Source extract =>
····················

P₂: $\mu \gt 0$ when a 'yes' answer to q_i is informative (about T) and useful for g_j
P₃: μ = 0 is when a 'yes' answer to q_i is informative (about T), but q_i useless for g_j
P₃: μ = 0 when a 'yes' answer to q_i does not produce relevant information

The intuitive interpretation is that for a question to be insightful (produce new insight), it must be simultaneously, informative (Shannon) about the topic T, and useful (von Neumann) for achieving the goal G. In other words, we define insightful, as both informative (uncertainty, error and ignorance reducing) about a topic, and actionable (useful) for achieving a goal.

We can now construct the measure ${\mu }_{I}^{G}(Q)$ of insight gains, based on the required properties ${P}_{i}\in P;(i=1,\ldots ,4)$ .

····················

Dataset extract =>
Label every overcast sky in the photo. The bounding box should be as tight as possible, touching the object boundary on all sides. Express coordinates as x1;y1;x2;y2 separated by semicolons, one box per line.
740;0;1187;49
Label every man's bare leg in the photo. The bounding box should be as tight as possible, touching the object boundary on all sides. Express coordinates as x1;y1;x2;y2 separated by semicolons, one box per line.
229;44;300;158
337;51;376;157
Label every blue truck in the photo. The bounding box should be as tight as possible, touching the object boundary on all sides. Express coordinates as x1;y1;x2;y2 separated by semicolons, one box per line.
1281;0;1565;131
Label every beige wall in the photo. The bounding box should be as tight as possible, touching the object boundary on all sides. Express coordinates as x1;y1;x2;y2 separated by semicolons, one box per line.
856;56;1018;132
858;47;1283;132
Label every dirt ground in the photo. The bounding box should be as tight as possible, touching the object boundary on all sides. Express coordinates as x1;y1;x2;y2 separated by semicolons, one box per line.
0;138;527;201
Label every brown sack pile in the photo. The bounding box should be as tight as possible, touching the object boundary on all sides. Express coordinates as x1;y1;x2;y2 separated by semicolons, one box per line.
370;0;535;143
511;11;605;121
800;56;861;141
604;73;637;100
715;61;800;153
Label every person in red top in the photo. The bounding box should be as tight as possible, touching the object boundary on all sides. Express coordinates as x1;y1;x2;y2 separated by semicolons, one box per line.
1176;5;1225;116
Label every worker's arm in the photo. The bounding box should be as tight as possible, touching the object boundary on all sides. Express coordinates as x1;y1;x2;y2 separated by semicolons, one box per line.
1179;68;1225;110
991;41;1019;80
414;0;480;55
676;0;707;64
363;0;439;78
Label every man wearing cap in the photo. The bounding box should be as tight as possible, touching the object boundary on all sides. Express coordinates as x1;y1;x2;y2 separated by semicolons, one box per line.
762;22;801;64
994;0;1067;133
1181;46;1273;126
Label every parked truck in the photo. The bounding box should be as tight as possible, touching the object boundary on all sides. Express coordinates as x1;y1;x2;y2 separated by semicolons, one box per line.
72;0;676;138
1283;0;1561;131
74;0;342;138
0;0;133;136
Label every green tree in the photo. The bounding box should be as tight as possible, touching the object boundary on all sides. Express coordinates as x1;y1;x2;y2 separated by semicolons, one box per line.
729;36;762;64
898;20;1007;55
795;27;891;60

····················

Directions =>
1 – Print the insight-measure excerpt between "P₂: $\mu \gt" and "P;(i=1,\ldots ,4)$ .", inclusive.
2 – Decide whether each statement agrees with the insight-measure excerpt. Answer yes or no, and quote the words from the excerpt that settle it. (a) An insightful question must be informative about the topic T and useful for achieving the goal G. (b) Usefulness is credited to Shannon. (c) Insightful is defined as informative about a topic without needing to be actionable.
3 – Write the next part of the insight-measure excerpt, starting after its final sentence.
The listing plays no part in this work.

Answers to each task =>
1 –
P₂: $\mu \gt 0$ when a 'yes' answer to q_i is informative (about T) and useful for g_j
P₃: μ = 0 is when a 'yes' answer to q_i is informative (about T), but q_i useless for g_j
P₃: μ = 0 when a 'yes' answer to q_i does not produce relevant information

The intuitive interpretation is that for a question to be insightful (produce new insight), it must be simultaneously, informative (Shannon) about the topic T, and useful (von Neumann) for achieving the goal G. In other words, we define insightful, as both informative (uncertainty, error and ignorance reducing) about a topic, and actionable (useful) for achieving a goal.

We can now construct the measure ${\mu }_{I}^{G}(Q)$ of insight gains, based on the required properties ${P}_{i}\in P;(i=1,\ldots ,4)$ .

2 –
(a) Yes: "it must be simultaneously, informative (Shannon) about the topic T, and useful (von Neumann) for achieving the goal G"
(b) No: "useful (von Neumann)"
(c) No: "both informative (uncertainty, error and ignorance reducing) about a topic, and actionable (useful) for achieving a goal"

3 –
3. Shannon-neumann measure ${\mu }_{I}^{G}(Q)$

Given the property requirements $P=\{{P}_{i};(i=1,\ldots ,4)\}$ , for the measure of insight gains μ, we can now precisely define the measure ${\mu }_{I}^{G}(Q)$ , in terms of Shannon entropy S, and a (human evaluated) von Neumann utility U.

Four our need, we define the Shannon [10] information $S({q}_{i})$ produced by the 'yes' answer to a question q_i, as (log base 2):

$\begin{eqnarray}&&S({q}_{i})\ \equiv \mathrm{log}\ (1/{p}_{i})=-\mathrm{log}\ {p}_{i}\ ({bits})\end{eqnarray} \tag{ 1 }$

and the Shannon entropy S(Q) of an entire information source Q, is the expected amount of information from the source Q:

$\begin{eqnarray}&&S(Q)\ \equiv -{\rm{\Sigma }}\ {p}_{i}\ \mathrm{log}\ {p}_{i}\ ({bits})\end{eqnarray} \tag{ 2 }$

Relations (1, 2) are fundamental definitions of entropy, in information theory [11] and previously, in statistical mechanics [12, 13]. In the context of our 2-person cooperative IQ-game, ${p}_{i}=p({q}_{i})$ is the probability that the answer to the (yes/no) question q_i about the topic T, is 'yes'.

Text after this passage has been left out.